**Reading passage**
-- begin --
The beauty of Mihaly’s approach is its micro-versatility. It can be applied to almost anything in life, both at work and at play, from attitudes and behaviors to career and life goals. Having difficulty losing fifteen pounds? Maybe you should focus on losing five pounds first. Is your business not making enough money? Maybe you’re boiling the ocean, and need better focus. Unable to successfully give your sister some career advice? Maybe you should work on being a good listener first. Whatever the problem, it can be framed in such a way that you are working toward the long-term goal by setting a realistic initial goal before you raise the bar and repeat. As it turns out, the essence of aphorisms like, “He who ships, wins,” or “The secret to getting ahead is getting started,” live in Mihaly’s elegant recipe for flow.
But try to tell that to your inner critic and you’ll feel an instant backhand slap across your cheek. The inner critic sees realistic goals as the doorway to mediocrity. It will taunt you, and call you a loser for setting a “lesser” goal. It will attack you with Vince Lombardi’s infamous words that forever tipped the scale in favor of our runaway aspirations, “Winners never quit, and quitters never win.” But as Seth Godin counters in his pocket reference, The Dip, “Winners quit all the time. They just quit the right stuff at the right time.” What your critical mind dubs a lesser goal is, in fact, a smarter goal. And it is your only path towards getting the big, even if currently unachievable, prize.
-- end --
**List of tasks**
**1.** Pick out each line of the records that contains the word "stem" and copy those lines.
**2.** Carry on the passage on realistic goals from its final sentence.
The passage on realistic goals and the records are unrelated material.

(Records from a point labeling set)
-- begin --
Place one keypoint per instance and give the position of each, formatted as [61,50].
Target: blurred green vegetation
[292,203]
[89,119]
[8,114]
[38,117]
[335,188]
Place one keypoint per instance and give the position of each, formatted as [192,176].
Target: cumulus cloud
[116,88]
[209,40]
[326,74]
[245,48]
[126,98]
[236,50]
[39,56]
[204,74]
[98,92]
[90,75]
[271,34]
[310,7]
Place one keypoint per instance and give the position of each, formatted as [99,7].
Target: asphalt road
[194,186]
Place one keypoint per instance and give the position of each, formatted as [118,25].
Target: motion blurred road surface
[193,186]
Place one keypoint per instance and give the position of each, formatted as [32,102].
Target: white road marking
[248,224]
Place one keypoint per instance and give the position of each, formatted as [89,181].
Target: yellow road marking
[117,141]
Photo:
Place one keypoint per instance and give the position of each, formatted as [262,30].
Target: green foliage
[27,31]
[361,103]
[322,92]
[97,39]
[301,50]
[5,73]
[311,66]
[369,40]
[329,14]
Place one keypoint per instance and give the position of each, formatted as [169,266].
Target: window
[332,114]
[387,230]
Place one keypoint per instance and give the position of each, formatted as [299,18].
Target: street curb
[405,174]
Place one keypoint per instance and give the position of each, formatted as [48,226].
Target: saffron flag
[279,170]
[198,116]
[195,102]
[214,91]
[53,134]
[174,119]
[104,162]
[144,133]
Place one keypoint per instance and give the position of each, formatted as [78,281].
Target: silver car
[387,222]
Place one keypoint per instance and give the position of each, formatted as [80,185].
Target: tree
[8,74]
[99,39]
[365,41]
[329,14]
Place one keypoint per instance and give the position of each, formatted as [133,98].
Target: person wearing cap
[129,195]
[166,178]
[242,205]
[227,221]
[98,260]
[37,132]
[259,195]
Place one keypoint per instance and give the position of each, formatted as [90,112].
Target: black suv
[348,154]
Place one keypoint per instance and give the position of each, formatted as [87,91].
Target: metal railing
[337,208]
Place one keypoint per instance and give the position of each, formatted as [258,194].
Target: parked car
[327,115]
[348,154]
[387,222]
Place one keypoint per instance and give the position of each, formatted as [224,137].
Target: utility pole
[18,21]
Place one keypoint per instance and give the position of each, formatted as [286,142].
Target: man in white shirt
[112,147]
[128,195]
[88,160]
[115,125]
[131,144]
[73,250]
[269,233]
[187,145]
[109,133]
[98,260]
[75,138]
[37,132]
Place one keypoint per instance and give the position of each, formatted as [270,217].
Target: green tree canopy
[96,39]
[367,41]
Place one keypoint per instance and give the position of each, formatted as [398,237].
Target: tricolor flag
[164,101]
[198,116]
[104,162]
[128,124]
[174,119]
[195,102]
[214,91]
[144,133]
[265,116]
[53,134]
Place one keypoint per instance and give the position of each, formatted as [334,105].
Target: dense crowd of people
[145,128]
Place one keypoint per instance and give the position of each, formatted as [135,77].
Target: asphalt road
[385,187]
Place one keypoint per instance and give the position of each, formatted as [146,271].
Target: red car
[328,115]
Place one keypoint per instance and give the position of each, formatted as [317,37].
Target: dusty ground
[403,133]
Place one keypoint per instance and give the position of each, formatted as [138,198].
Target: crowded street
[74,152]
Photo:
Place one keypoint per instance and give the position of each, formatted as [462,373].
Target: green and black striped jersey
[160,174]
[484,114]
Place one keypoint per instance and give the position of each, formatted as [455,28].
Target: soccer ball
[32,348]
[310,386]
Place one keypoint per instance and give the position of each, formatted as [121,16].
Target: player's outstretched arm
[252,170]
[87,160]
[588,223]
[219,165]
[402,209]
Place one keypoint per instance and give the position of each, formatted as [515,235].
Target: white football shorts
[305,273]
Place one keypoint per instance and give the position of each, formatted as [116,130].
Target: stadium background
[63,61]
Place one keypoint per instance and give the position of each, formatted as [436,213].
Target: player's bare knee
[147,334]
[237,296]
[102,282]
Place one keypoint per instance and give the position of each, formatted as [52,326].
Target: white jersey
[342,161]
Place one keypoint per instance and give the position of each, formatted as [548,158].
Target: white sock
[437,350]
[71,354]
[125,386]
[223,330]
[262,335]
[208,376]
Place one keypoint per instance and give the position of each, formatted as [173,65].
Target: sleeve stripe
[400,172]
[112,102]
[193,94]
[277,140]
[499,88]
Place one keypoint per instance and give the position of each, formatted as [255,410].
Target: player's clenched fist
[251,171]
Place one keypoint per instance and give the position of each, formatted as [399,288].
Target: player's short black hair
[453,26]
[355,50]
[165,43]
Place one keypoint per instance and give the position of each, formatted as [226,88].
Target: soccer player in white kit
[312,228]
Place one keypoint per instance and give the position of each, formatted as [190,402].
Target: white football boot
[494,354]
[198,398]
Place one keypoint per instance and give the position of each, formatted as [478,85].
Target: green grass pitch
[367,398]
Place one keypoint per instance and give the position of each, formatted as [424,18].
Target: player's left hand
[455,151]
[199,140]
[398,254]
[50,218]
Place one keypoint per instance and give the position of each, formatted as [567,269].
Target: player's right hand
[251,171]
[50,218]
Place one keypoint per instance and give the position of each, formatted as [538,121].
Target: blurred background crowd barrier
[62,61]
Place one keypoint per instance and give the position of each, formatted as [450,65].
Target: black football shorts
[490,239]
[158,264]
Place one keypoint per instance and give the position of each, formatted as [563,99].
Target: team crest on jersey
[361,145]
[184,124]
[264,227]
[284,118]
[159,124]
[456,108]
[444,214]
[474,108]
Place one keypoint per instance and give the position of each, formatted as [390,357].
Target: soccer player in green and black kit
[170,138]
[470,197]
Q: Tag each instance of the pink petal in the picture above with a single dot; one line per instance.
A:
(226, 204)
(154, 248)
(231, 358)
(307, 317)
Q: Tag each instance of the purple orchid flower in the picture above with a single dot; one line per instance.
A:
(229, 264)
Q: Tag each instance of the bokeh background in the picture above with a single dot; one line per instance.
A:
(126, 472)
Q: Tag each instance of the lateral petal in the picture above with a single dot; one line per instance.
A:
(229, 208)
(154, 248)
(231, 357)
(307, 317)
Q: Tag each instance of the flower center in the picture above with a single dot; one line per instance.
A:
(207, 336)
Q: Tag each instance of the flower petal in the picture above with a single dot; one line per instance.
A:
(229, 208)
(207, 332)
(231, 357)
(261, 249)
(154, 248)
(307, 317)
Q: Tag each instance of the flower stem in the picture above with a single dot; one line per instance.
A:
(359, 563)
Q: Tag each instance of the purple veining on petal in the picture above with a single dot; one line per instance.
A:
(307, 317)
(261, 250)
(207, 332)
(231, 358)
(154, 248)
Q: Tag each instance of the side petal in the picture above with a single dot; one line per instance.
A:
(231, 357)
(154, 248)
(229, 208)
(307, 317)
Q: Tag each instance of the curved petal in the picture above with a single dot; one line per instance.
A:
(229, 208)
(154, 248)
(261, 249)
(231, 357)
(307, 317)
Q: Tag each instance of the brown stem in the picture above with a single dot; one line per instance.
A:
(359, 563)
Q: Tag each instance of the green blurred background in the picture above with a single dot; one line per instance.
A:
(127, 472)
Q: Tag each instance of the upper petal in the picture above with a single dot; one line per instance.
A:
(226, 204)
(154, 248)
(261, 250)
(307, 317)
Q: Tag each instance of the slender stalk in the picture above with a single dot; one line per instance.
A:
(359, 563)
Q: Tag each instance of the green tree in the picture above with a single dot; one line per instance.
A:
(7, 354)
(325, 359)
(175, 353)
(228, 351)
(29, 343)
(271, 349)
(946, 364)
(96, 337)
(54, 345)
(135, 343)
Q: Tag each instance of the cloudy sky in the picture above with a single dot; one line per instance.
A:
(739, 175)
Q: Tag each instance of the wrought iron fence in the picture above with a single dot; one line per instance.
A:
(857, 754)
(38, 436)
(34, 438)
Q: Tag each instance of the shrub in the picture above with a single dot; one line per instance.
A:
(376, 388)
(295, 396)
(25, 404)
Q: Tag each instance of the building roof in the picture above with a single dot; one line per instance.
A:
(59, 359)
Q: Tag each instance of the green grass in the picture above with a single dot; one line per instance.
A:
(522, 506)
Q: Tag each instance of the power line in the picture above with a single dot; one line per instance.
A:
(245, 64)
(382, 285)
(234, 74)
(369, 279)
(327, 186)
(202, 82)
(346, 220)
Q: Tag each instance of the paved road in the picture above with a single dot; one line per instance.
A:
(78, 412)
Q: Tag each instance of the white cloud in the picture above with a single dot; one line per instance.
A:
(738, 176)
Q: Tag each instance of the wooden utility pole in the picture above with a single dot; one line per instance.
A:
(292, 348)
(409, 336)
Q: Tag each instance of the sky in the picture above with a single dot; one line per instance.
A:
-- end --
**Results of the tasks**
**1.**
Q: Tag each instance of the flower stem in the picture above with a single dot; one line per instance.
Q: Tag each instance of the brown stem in the picture above with a single dot; one line per instance.

**2.**
In closing, I encourage you to revisit that recurring shitty situation. It could be related to your relationships, your finances, your health, your job, or something else entirely. The realm is irrelevant. What is relevant is your approach. And while there’s a limited amount I can do to help you through the internet, I urge you to dedicate some attention to the finer details. Happiness is a goal, and an achievable one if you are to believe Mihaly when he writes, “A person can make himself happy, or miserable, regardless of what is actually happening ‘outside.’”
May the force be with you.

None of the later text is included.